**WHAT THE TASK ASKS**:
Where a line below contains "approximate", count it. Reply with the total only.

----- RECORDED DATA -----

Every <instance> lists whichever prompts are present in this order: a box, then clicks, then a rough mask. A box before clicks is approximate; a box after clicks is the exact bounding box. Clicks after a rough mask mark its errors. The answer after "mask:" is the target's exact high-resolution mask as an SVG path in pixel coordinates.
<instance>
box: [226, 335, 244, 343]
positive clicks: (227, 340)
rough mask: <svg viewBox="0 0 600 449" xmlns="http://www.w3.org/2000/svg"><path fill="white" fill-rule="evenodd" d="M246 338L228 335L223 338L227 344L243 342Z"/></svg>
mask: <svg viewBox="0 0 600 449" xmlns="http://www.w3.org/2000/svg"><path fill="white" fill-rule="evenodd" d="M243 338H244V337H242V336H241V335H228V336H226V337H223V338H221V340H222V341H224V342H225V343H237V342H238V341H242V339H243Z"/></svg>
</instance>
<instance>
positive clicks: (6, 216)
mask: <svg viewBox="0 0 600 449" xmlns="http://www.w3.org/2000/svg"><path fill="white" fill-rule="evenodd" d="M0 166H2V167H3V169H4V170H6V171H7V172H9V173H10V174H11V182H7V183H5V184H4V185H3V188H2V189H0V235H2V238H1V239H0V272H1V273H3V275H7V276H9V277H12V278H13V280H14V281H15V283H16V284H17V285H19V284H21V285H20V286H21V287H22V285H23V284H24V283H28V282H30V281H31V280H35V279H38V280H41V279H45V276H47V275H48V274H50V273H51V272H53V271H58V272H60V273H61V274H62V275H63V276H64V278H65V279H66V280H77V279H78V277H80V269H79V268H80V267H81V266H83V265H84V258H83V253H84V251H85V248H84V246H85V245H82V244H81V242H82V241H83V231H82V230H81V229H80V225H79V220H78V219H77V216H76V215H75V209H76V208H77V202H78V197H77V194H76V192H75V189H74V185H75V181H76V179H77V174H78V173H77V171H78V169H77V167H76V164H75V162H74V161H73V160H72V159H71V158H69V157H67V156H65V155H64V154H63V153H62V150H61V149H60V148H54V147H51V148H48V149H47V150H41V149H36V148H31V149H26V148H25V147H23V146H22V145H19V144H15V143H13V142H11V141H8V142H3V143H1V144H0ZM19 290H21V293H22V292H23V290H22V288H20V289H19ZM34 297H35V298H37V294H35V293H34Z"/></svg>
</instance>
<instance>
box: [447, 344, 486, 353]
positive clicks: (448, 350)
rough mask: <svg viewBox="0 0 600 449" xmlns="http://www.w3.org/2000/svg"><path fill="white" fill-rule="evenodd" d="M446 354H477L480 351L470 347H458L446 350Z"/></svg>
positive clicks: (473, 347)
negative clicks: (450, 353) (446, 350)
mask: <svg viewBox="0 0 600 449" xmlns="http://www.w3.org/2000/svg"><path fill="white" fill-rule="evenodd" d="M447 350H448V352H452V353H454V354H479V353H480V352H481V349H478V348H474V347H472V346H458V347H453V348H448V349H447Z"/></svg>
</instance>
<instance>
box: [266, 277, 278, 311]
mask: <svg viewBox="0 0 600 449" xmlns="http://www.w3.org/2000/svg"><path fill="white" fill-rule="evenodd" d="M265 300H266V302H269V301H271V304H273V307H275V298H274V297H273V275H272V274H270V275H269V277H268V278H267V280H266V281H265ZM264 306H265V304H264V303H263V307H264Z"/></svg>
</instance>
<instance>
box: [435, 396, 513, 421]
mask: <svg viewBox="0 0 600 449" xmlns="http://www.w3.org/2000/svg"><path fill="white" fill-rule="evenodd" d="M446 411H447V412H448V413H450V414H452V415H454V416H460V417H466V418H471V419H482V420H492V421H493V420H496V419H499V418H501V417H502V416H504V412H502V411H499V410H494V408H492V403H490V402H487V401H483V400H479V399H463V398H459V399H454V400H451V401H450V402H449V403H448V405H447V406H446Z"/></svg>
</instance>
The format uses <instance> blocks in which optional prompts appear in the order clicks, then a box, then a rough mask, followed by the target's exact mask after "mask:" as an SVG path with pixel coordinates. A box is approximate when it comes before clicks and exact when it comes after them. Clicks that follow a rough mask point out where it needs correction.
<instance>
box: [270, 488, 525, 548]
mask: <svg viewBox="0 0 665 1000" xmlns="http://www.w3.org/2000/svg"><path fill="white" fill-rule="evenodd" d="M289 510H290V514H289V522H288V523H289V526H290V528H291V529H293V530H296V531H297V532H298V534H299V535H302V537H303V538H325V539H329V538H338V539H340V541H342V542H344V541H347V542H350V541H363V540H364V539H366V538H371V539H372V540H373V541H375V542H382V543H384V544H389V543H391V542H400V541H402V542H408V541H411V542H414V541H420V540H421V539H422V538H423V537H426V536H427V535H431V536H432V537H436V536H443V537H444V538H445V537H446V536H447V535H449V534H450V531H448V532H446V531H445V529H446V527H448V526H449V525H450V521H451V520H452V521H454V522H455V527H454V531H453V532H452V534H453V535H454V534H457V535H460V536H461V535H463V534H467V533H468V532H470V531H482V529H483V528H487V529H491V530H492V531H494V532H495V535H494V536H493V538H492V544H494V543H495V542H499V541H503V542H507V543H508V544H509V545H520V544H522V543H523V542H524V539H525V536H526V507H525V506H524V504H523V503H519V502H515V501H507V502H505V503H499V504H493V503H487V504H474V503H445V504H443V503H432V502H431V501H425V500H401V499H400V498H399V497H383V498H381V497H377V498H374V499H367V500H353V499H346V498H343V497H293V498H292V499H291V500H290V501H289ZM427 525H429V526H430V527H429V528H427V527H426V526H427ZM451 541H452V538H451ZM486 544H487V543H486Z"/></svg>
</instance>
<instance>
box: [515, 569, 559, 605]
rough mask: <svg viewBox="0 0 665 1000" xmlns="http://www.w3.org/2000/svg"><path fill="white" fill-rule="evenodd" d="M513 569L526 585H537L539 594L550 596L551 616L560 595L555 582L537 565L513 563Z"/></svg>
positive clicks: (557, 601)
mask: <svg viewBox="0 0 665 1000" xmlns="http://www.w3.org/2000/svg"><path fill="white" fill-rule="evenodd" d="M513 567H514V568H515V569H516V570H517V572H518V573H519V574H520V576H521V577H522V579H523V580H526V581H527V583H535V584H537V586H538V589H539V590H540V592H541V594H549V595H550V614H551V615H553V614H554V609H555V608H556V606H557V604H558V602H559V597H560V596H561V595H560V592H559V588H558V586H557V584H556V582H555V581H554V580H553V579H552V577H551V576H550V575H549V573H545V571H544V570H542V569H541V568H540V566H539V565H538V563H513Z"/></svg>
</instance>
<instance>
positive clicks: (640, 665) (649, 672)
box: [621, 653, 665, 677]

-----

**EXERCISE OUTPUT**:
2